**SEITENAUSZUG**
::::::::::

Bezirksamt (SPD & CDU) lehnt historische Verantwortung für Zwangsarbeiter seiner Vorgänger ab
Der Bezirksbürgermeister (SPD) in der Gedenktafelkommission
Bei der Sitzung der Gedenktafelkommission am 16. Februar war zum ersten Mal der Bezirksbürgermeister anwesend. Warum? Suchte er wenigstens hier das Gespräch mit den Befürwortern eines Gedenkens am Ort des Zwangsarbeiterlagers seiner Vorgänger in Wilhelmsaue 40? Denn im November 2015 hatte er ein zugesagtes Treffen abgelehnt und dafür seine Teilnahme an dieser Sitzung angekündigt. Aber auch hier sprach er kein Wort mit den Befürwortern, stellte ihnen keine einzige klärende Frage, obwohl er doch betont hatte, „die Fakten müssen klar sein“.
Warum also verbrachte der Bezirksbürgermeister, der keine Zeit für das zugesagte Gespräch gehabt hatte, jetzt 45 Minuten seiner knappen Zeit in dieser Sitzung?
Die Antwort findet sich in seinen beiden Redebeiträgen.
Im ersten Beitrag gab er die Linie der Sitzung vor, indem er die Notwendigkeit, sorgfältig zu forschen, betonte, denn „nichts ist abträglicher als ein Schnellschuß, der später korrigiert werden müßte“. – Richtig, aber sorgfältige Recherche ist doch eine Selbstverständlichkeit, wird aber gern von denjenigen besonders eindringlich gefordert, denen es eigentlich um Verzögerung oder Verhinderung geht. Daß dies auch hier zutrifft, ergibt sich schon daraus, daß die Beschäftigung mit den Zwangsarbeitern bereits seit einem Jahr in den Gremien dieses Bezirkes (BVV, Kulturausschuß, Gedenktafelkommission, Bezirksbürgermeister und Bezirksamtskollegium) auf der Stelle tritt. Daher erweist sich seine Feststellung, daß er die Erinnerung an sie für „notwendig“ und „überfällig“ halte (Email vom 16.11.2015 an den Verf.), als eine bloße Floskel. (Im Laufe der Sitzung sprang das CDU-Mitglied der Kommission ihm bei, „ damit nicht jemand kommt und sagt, die Gedenktafelkommission hat nicht sorgfältig gearbeitet, die Tafel ist am falschen Ort. Daher arbeiten wir in aller Ruhe.“ Das war im übrigen ihr einziger Redebeitrag in über einer Stunde Sitzung.)

::::::::::

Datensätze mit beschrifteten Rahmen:
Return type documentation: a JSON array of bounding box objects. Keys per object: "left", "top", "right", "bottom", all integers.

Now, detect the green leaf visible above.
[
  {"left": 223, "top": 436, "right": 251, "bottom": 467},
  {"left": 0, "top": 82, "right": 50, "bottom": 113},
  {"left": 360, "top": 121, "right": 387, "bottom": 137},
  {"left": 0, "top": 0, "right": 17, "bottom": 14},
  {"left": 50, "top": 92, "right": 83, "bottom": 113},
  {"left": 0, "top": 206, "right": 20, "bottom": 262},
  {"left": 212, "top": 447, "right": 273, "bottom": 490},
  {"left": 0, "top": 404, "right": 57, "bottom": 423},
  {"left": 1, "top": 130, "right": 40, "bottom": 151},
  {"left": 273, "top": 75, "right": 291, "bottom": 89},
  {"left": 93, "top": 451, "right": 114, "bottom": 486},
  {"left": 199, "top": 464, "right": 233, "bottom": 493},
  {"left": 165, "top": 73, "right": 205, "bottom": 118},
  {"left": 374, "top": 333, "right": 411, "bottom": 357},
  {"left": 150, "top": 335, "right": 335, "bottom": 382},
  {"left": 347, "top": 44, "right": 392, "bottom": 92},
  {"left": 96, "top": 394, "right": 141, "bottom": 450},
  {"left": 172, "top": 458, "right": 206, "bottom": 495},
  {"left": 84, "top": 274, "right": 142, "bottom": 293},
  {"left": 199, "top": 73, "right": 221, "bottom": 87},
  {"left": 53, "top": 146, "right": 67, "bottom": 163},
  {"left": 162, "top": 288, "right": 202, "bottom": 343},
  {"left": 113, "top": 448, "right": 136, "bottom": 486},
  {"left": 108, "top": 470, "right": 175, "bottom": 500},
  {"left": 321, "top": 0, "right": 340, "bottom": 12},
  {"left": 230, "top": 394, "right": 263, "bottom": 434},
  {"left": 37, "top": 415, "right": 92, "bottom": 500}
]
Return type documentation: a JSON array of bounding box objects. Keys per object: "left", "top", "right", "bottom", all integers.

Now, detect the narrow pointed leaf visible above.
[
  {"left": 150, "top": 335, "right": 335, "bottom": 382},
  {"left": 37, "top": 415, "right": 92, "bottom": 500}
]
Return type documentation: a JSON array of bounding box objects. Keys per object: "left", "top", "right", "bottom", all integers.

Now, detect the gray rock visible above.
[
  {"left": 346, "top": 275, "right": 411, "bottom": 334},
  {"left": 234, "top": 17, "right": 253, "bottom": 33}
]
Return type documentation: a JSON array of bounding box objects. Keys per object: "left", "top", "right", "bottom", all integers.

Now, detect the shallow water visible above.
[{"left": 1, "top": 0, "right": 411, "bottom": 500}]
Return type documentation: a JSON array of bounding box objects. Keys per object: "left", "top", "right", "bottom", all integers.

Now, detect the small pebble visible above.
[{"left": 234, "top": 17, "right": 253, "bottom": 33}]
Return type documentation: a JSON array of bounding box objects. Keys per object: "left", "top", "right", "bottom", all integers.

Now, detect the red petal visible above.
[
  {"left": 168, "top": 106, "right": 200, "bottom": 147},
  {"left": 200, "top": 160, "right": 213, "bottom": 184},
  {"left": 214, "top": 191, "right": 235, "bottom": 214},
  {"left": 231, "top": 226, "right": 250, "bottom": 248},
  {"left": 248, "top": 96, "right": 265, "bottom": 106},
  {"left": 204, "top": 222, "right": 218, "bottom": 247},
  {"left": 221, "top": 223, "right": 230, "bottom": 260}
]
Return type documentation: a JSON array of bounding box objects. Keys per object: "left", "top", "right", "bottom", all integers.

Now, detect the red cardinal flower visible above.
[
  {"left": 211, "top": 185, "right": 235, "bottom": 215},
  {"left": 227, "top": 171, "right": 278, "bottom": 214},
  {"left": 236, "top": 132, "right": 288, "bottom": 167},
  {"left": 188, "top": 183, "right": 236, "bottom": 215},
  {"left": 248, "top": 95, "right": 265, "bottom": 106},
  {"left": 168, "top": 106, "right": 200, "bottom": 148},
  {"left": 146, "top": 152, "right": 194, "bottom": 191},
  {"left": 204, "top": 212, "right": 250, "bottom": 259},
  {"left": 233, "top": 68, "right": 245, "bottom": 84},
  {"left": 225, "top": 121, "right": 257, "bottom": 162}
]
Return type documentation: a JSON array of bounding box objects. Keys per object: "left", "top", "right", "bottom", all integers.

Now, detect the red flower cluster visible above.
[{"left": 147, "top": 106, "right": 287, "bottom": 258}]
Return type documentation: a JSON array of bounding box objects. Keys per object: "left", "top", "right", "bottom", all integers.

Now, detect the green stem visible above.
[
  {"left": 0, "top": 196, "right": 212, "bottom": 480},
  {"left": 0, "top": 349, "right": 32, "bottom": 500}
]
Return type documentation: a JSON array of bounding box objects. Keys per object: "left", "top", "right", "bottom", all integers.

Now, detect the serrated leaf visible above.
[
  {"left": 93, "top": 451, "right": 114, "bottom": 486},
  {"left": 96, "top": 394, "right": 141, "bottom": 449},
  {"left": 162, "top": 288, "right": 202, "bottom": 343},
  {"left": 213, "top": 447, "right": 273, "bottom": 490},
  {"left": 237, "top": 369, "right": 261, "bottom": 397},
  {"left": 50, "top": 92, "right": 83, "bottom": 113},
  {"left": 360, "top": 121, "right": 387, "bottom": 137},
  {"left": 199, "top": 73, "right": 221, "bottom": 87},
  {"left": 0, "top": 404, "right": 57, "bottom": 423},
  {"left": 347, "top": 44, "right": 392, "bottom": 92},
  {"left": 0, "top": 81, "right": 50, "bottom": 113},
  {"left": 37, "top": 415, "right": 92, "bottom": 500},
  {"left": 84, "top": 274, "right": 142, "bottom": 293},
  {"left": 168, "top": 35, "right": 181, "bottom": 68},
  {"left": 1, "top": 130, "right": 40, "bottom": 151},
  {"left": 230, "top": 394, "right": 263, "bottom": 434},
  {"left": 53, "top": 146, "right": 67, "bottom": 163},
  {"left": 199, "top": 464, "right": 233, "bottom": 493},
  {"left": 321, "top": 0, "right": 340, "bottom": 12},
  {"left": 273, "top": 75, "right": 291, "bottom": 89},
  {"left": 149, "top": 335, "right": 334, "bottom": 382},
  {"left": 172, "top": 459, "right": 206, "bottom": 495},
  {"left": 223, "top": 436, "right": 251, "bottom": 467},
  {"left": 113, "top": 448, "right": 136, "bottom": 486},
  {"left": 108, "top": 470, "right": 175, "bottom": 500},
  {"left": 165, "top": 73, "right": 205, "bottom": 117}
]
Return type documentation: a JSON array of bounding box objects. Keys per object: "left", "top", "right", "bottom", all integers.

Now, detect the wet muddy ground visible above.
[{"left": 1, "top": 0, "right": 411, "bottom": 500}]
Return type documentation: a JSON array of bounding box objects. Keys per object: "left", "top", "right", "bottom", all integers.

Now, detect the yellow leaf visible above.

::::::::::

Führe den Text über die Sitzung der Gedenktafelkommission im Anschluss an seinen letzten Satz weiter.

**ERWARTETE AUSGABE**
In seinem zweiten Beitrag – gefragt, ob das Bezirksamt zu seiner Geschichte stehe und historische Verantwortung für die Taten seiner Vorgänger übernehme – verwies der Bezirksbürgermeister auf „demokratische Arbeitsteilung“, woraus folge, daß „alle Bezirksgremien gemeinsam eine Entscheidung treffen. Die Federführung liegt bei der Gedenktafelkommission, ihr zugeordnet ist das Kunstamt, nicht der Bezirksbürgermeister.“ Auch verwies er darauf, daß seine Amtsvorgänger damals nur „der verlängerte Arm der Gauleitung“ gewesen seien – wollte er damit sagen, daß sie nur Marionetten waren und es folglich keine historische Verantwortung für das Bezirksamtskollegium (SPD & CDU) zu übernehmen gäbe? (1)
Der Bezirksbürgermeister und die übrigen Mitglieder des Bezirksamtskollegium wollen also nicht selbst zur Geschichte des Bezirksamtes Wilmersdorf stehen und daraus praktische Konsequenzen ziehen, sondern dies lieber anderen überlassen, und zwar irgendwann in der Zukunft, möglichst aber nicht vor der nächsten Wahl Ende September.
Wie funktioniert die Verschleppungstaktik in der Praxis?
Das übliche simple Schema ist dies: Eine Sache wird von Politikern 1. für wichtig! erklärt, und gleichzeitig wird 2. von ihnen vehement auf gesicherte! Fakten gepocht. Zu diesem Zweck schieben sie gern Forschungsbedarf! vor, wo eigentlich keiner mehr besteht. Praktisch sieht das hier so aus:
Die Ingredienzien zu 1. sind bereits genannt: die Anwesenheit des Bezirksbürgermeisters höchstpersönlich und seine Stichworte „notwendig“ und „überfällig“. Folgt also 2. mit dem Forschungsbedarf: Zwar ist jetzt endlich unbestritten, daß es in der Wilhelmsaue ein Zwangsarbeiterlager gab. Aber: Wo war es? Und: Wer betrieb es?
a) Wo war das Zwangsarbeiterlager? Es wird ernsthaft behauptet, daß die Lageradresse „Wilhelmsaue 40“ (in einem Dokument von November 1942) sich unmöglich auf ein Grundstück beziehen könne, das offiziell die Nummer „39-41“ trug, denn „40“ habe es dann doch gar nicht gegeben. – Im Landesarchiv befinden sich weitere behördliche Dokumente (siehe 2.), die diesem Grundstück mal die Hausnummer 40, mal 39/40, mal 39-41 geben. Heutzutage trägt das Gebäude (ITDZ Berlin) übrigens wieder die Nummer 40. Trotzdem: für jemanden, der nach Verzögerungsgründen sucht, ist dies nicht nur nicht zu spitzfindig, sondern sogar die Basis für einen Rechercheauftrag (siehe unten).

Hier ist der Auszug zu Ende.